_WHAT YOU SHOULD DO_: All entries below are to be copied precisely as they appear.

++++++++

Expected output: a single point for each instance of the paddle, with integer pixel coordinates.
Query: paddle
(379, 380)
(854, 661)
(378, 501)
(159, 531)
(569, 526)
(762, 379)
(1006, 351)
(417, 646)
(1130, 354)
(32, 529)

++++++++

_RESULT FOR THIS TASK_:
Expected output: a single point for each instance of the paddle, with integer pixel coordinates.
Query: paddle
(379, 380)
(854, 661)
(378, 501)
(159, 531)
(569, 526)
(762, 379)
(1006, 351)
(417, 646)
(1130, 354)
(32, 529)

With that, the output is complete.